[Stored items from a collection]
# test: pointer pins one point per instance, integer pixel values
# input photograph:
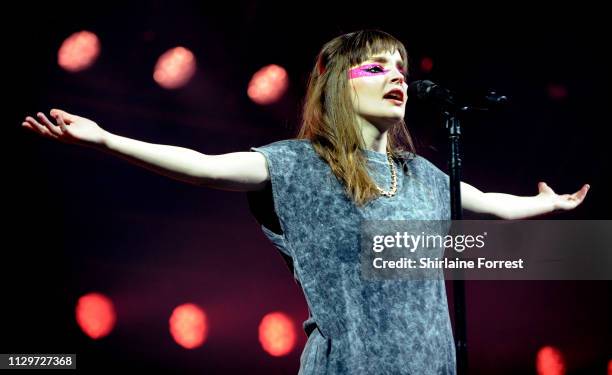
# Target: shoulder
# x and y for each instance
(286, 146)
(420, 164)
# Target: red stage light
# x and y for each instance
(549, 361)
(277, 334)
(95, 315)
(268, 84)
(79, 51)
(188, 326)
(175, 68)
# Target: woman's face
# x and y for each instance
(379, 89)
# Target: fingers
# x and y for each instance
(48, 124)
(544, 188)
(60, 121)
(34, 125)
(581, 194)
(68, 118)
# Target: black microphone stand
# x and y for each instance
(452, 112)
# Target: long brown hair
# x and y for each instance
(329, 119)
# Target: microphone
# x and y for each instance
(428, 90)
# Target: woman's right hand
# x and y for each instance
(69, 128)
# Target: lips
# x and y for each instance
(395, 94)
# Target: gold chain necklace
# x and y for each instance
(393, 189)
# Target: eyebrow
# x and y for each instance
(384, 60)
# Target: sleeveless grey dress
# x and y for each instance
(355, 326)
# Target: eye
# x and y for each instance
(375, 69)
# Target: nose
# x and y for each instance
(398, 77)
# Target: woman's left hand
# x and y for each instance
(565, 201)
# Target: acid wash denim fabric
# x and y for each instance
(356, 326)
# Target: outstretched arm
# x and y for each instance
(508, 206)
(237, 171)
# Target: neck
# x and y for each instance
(375, 139)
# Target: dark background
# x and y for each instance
(78, 221)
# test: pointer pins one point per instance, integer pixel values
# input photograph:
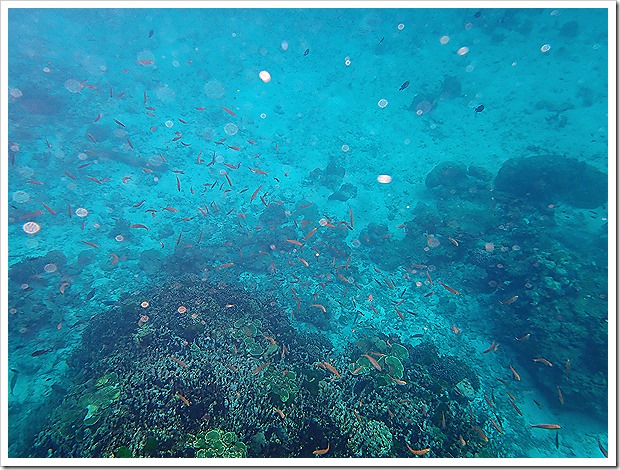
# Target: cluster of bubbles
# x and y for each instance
(264, 76)
(21, 197)
(214, 89)
(230, 129)
(31, 227)
(50, 268)
(73, 86)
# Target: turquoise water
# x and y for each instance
(218, 254)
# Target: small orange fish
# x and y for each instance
(418, 452)
(332, 369)
(372, 360)
(185, 400)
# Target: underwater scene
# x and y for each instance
(307, 233)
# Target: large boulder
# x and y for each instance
(552, 178)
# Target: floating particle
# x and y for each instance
(21, 197)
(214, 89)
(50, 268)
(73, 86)
(31, 227)
(424, 107)
(264, 76)
(230, 129)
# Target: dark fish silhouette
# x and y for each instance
(40, 352)
(14, 379)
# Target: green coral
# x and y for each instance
(391, 367)
(281, 387)
(374, 440)
(312, 379)
(217, 443)
(252, 340)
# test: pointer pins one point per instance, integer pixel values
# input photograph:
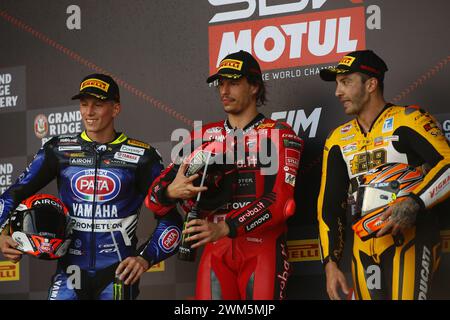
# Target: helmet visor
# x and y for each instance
(45, 221)
(370, 199)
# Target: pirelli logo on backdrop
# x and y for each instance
(9, 271)
(96, 83)
(159, 267)
(445, 240)
(303, 250)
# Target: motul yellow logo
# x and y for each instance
(445, 238)
(159, 267)
(347, 61)
(96, 83)
(230, 64)
(303, 250)
(9, 271)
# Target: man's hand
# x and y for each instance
(335, 280)
(7, 247)
(131, 269)
(182, 187)
(401, 215)
(207, 231)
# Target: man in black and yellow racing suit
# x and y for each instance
(399, 262)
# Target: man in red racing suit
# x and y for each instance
(245, 256)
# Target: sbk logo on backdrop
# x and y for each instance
(169, 239)
(287, 41)
(107, 186)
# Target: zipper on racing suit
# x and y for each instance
(97, 157)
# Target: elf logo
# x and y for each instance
(169, 239)
(106, 185)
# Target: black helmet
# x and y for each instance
(41, 226)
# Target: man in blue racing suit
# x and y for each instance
(102, 177)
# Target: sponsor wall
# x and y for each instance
(161, 52)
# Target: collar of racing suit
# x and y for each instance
(387, 106)
(120, 137)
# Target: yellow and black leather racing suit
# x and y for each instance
(383, 268)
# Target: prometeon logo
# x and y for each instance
(9, 271)
(285, 41)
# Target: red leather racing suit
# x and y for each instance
(251, 263)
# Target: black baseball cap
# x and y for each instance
(364, 61)
(100, 86)
(237, 65)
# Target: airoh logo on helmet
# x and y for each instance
(380, 188)
(41, 226)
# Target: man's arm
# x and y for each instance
(422, 140)
(37, 175)
(331, 217)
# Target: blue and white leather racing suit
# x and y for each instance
(103, 185)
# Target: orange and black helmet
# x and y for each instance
(381, 187)
(41, 226)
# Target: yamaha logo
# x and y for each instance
(106, 187)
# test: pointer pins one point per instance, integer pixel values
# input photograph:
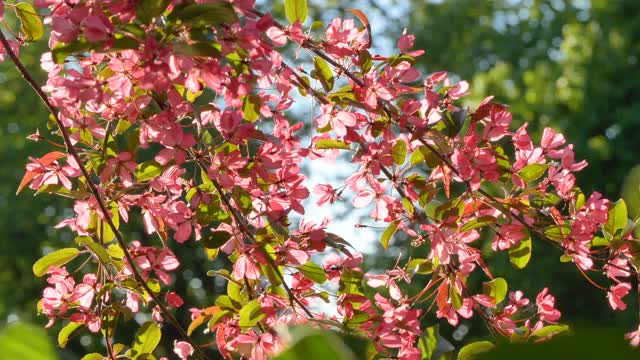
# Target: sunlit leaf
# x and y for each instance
(54, 258)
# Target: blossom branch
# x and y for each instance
(95, 192)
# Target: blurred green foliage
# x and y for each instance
(570, 65)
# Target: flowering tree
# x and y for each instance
(179, 113)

What is needed: Because the pictures are not wanted, retype every record exactly without them.

Exercise output:
# test: pointer pins one point per instance, integer pixel values
# input photograph:
# Target: shoulder
# x and y for each instance
(286, 146)
(420, 164)
# Target: red stage light
# x and y for each instance
(549, 361)
(277, 334)
(95, 315)
(268, 84)
(79, 51)
(188, 326)
(175, 68)
# Target: woman's face
# x and y for each instance
(379, 89)
# Target: fingers
# x and y for each instance
(48, 124)
(544, 188)
(60, 121)
(34, 125)
(581, 194)
(68, 118)
# Target: black microphone stand
# x and y for each instance
(452, 112)
# Target: long brown hair
# x and y for each instance
(329, 119)
# Target: microphone
# x and y for each instance
(428, 90)
# Target: woman's right hand
# x and y for each instance
(69, 128)
# Target: lips
# x and y for each instance
(395, 94)
# Target: gold chain necklace
# x and y for each instance
(393, 189)
# Target: eyebrow
# x and y for each instance
(384, 60)
# Target: sleeveless grey dress
# x and y for each instance
(355, 326)
# Target: eye
# x and y for each instance
(375, 69)
# Target: nose
# x and y for each instance
(398, 77)
# Target: woman's left hand
# x and y for each instance
(565, 201)
# Target: acid wash denim fabric
# x and y for each instance
(356, 326)
# Target: outstretched arm
# x and y for each instance
(508, 206)
(237, 171)
# Target: neck
# x and y for each instance
(375, 139)
# Target: dark background
# x and y for each instance
(78, 221)
# test: pointer pins one point per instance, integer pixel values
# input photograph:
# Target: cluster of bubbles
# x and y for each instance
(264, 76)
(21, 197)
(214, 89)
(230, 129)
(31, 227)
(50, 268)
(73, 86)
# Target: turquoise water
# x and y for each instance
(218, 254)
# Target: small orange fish
# x and y for each instance
(418, 452)
(332, 369)
(372, 360)
(185, 400)
# Target: underwater scene
# x and y for each instance
(307, 233)
# Target: large boulder
# x and y for each instance
(552, 178)
# Target: floating particle
# x and y for each instance
(21, 197)
(214, 89)
(50, 268)
(73, 86)
(31, 227)
(424, 107)
(264, 76)
(230, 129)
# Target: dark fish silhouette
# x and y for each instance
(40, 352)
(14, 379)
# Target: green coral
# x and y for each instance
(391, 367)
(281, 387)
(374, 440)
(312, 379)
(217, 443)
(252, 340)
# test: pointer pins one point per instance, integer pixel values
# input photograph:
# Target: helmet visor
# x and y for each instance
(45, 221)
(370, 199)
# Target: pirelli logo on backdrop
# x and y for each instance
(9, 271)
(96, 83)
(159, 267)
(445, 240)
(303, 250)
# Target: motul yellow logo
# x and y for each instance
(445, 238)
(159, 267)
(347, 61)
(96, 83)
(230, 64)
(303, 250)
(9, 271)
# Target: man's hand
# x and y for each instance
(335, 280)
(7, 247)
(131, 269)
(182, 187)
(401, 215)
(207, 231)
# Target: man in black and yellow racing suit
# x and y for each instance
(399, 262)
# Target: man in red racing suit
# x and y for each instance
(245, 256)
# Target: sbk logo on backdrop
# x and y for each instance
(169, 239)
(287, 41)
(107, 186)
# Target: zipper on racing suit
# x and y for each instance
(97, 157)
# Target: elf logo
# x and y for each instance
(169, 239)
(106, 185)
# Target: black helmet
# x and y for each instance
(41, 226)
# Target: man in blue racing suit
# x and y for each instance
(102, 177)
# Target: sponsor wall
# x and y for each instance
(161, 52)
# Target: collar of racing suit
# x and y for each instance
(387, 106)
(120, 137)
# Target: yellow and black leather racing suit
# x and y for each instance
(383, 268)
# Target: prometeon logo
# x and y for each instance
(9, 271)
(285, 41)
# Target: red leather racing suit
# x and y for each instance
(251, 263)
# Target: black baseball cap
# x and y for each instance
(364, 61)
(100, 86)
(237, 65)
# Target: airoh logo on helmet
# x and y for each instance
(380, 188)
(41, 226)
# Target: man's arm
# x and y for each instance
(422, 140)
(37, 175)
(331, 217)
# Target: blue and white leather racing suit
# x and y for each instance
(103, 185)
# Target: orange and black helmet
# x and y for each instance
(381, 187)
(41, 226)
# Target: yamaha logo
# x and y for each instance
(106, 187)
# test: pointer pins one point per instance, integer pixel values
# input photograph:
# Target: sunlit leaf
# x and y for each instance
(54, 258)
# Target: blossom branch
# x and y for each instance
(95, 192)
# Target: blurred green foliage
# x and y for each instance
(570, 65)
# Target: flowering tree
# x and y for each instance
(179, 113)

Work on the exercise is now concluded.